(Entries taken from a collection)
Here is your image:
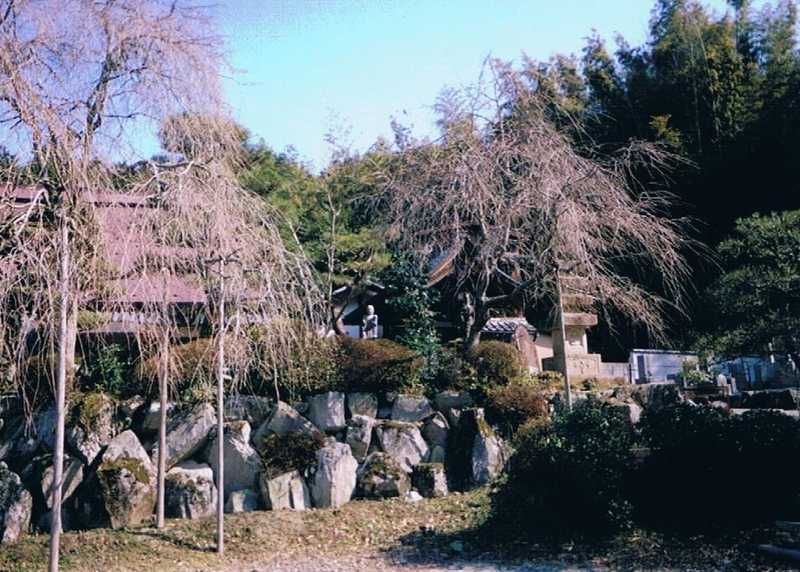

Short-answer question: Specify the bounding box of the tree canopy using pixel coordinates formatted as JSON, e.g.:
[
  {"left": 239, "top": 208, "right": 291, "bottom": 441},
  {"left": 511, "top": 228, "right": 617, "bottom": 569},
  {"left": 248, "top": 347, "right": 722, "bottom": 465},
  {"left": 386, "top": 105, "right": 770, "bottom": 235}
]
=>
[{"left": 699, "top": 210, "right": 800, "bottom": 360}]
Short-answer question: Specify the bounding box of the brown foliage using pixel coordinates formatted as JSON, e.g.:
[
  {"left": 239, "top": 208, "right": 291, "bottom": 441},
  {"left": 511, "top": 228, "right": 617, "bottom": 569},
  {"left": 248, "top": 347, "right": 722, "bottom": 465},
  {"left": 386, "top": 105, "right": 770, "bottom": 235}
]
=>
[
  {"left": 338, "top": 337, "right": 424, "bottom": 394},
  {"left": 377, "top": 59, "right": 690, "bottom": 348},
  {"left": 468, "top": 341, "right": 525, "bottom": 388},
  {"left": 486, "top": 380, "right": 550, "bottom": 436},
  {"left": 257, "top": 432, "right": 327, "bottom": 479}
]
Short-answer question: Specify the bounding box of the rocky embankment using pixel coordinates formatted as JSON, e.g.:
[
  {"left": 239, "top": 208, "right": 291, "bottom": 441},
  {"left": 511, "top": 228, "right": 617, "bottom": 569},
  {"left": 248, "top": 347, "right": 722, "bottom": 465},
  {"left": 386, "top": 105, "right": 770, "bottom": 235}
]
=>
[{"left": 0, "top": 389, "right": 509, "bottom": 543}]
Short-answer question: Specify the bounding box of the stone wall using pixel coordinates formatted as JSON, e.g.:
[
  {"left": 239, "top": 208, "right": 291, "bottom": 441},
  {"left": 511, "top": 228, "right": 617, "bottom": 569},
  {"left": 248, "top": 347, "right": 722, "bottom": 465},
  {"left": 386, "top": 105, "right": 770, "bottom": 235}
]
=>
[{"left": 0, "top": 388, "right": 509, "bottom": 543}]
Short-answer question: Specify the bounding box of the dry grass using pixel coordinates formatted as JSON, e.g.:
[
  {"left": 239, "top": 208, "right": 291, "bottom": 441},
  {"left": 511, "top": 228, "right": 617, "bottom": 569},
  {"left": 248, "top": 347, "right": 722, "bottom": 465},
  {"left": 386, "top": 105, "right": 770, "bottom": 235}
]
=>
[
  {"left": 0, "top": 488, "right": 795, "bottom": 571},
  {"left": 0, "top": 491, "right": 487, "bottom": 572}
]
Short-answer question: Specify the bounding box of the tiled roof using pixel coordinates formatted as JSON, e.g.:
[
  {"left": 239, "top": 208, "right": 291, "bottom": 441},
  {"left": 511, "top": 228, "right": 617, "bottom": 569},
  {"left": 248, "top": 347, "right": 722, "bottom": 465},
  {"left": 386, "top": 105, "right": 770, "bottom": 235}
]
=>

__What the task asks__:
Repeat the records word for word, skipping pictures.

__Answer box__:
Here is your image:

Short-answer question: Specify the bounding box of the tree canopy using pixel coordinates formatted as JSON, e.g.:
[
  {"left": 239, "top": 208, "right": 291, "bottom": 441},
  {"left": 511, "top": 228, "right": 617, "bottom": 569},
  {"left": 248, "top": 347, "right": 722, "bottom": 465},
  {"left": 386, "top": 105, "right": 770, "bottom": 235}
]
=>
[{"left": 699, "top": 210, "right": 800, "bottom": 360}]
Short-answer question: Specify the bounding box of the brown foliage using pixel coordinates formatted as JSON, e.g.:
[
  {"left": 239, "top": 208, "right": 291, "bottom": 441},
  {"left": 511, "top": 228, "right": 617, "bottom": 569},
  {"left": 248, "top": 347, "right": 722, "bottom": 465},
  {"left": 386, "top": 105, "right": 770, "bottom": 235}
]
=>
[
  {"left": 338, "top": 337, "right": 424, "bottom": 394},
  {"left": 377, "top": 59, "right": 690, "bottom": 348},
  {"left": 468, "top": 341, "right": 525, "bottom": 388},
  {"left": 486, "top": 380, "right": 550, "bottom": 436},
  {"left": 257, "top": 432, "right": 327, "bottom": 479}
]
Short-answer question: Specify the bounding box of the rocky embankment using pixel coordinates formatted as JSON, e.g.:
[
  {"left": 239, "top": 208, "right": 291, "bottom": 441},
  {"left": 511, "top": 228, "right": 617, "bottom": 569},
  {"left": 248, "top": 347, "right": 722, "bottom": 465},
  {"left": 386, "top": 105, "right": 770, "bottom": 235}
]
=>
[{"left": 0, "top": 389, "right": 509, "bottom": 543}]
Short-answer question: Specify the bounding box of the stone wall using pixel coordinates formatted as JSON, e.g.:
[
  {"left": 239, "top": 208, "right": 291, "bottom": 441},
  {"left": 511, "top": 228, "right": 617, "bottom": 569},
  {"left": 248, "top": 347, "right": 722, "bottom": 465},
  {"left": 386, "top": 105, "right": 770, "bottom": 235}
]
=>
[{"left": 0, "top": 388, "right": 509, "bottom": 543}]
Short-answer question: Specify the bounding box of the dry grass using pixel coordinates formatted as JSON, e.g.:
[
  {"left": 239, "top": 208, "right": 291, "bottom": 441},
  {"left": 511, "top": 228, "right": 617, "bottom": 569},
  {"left": 248, "top": 347, "right": 722, "bottom": 465},
  {"left": 386, "top": 105, "right": 770, "bottom": 235}
]
=>
[
  {"left": 0, "top": 488, "right": 795, "bottom": 571},
  {"left": 0, "top": 491, "right": 487, "bottom": 572}
]
Short-answer question: Specify the bounding box of the tiled roof using pixel coordinates formatted as JSON, e.g.:
[
  {"left": 239, "top": 208, "right": 291, "bottom": 441},
  {"left": 511, "top": 228, "right": 617, "bottom": 569},
  {"left": 248, "top": 347, "right": 722, "bottom": 465},
  {"left": 386, "top": 105, "right": 770, "bottom": 235}
]
=>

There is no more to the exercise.